Given problem:
List each line below that contains the word "leaf".

(Detection examples)
-- -- --
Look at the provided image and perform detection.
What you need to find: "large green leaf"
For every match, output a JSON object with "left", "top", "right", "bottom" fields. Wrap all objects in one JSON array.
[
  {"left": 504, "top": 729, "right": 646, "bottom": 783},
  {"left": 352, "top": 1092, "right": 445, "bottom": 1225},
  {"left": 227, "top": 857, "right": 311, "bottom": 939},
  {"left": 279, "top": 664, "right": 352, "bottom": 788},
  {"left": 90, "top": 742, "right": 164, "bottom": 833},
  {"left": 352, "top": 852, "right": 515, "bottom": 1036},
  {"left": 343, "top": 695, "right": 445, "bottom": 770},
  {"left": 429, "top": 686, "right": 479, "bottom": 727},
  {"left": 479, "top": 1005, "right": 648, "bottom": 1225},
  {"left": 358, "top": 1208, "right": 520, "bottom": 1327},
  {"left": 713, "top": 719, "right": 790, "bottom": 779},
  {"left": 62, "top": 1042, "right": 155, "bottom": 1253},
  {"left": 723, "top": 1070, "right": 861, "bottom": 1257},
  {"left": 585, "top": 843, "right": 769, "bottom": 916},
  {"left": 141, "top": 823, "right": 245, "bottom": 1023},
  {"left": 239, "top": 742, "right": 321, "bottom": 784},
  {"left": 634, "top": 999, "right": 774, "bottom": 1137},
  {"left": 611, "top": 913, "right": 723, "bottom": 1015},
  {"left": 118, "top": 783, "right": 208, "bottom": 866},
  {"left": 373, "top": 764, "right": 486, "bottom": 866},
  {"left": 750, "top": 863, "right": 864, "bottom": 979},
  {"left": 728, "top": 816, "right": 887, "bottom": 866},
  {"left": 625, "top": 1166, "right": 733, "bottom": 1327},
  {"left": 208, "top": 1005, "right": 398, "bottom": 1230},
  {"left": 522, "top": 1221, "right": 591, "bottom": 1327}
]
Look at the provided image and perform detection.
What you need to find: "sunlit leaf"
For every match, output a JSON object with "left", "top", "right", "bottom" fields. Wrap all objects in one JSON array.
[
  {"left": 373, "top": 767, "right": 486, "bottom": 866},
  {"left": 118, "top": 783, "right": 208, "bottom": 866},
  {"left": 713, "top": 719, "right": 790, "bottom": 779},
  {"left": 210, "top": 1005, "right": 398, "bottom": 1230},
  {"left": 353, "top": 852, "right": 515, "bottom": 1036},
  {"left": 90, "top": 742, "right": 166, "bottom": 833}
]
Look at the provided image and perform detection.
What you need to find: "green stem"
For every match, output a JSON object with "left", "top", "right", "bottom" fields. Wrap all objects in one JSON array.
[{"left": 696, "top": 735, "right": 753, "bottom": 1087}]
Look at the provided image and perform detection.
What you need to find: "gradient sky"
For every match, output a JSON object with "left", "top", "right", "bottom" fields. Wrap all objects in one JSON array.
-- -- --
Result below:
What you need to find: "large green leaf"
What you need to find: "sunlit leaf"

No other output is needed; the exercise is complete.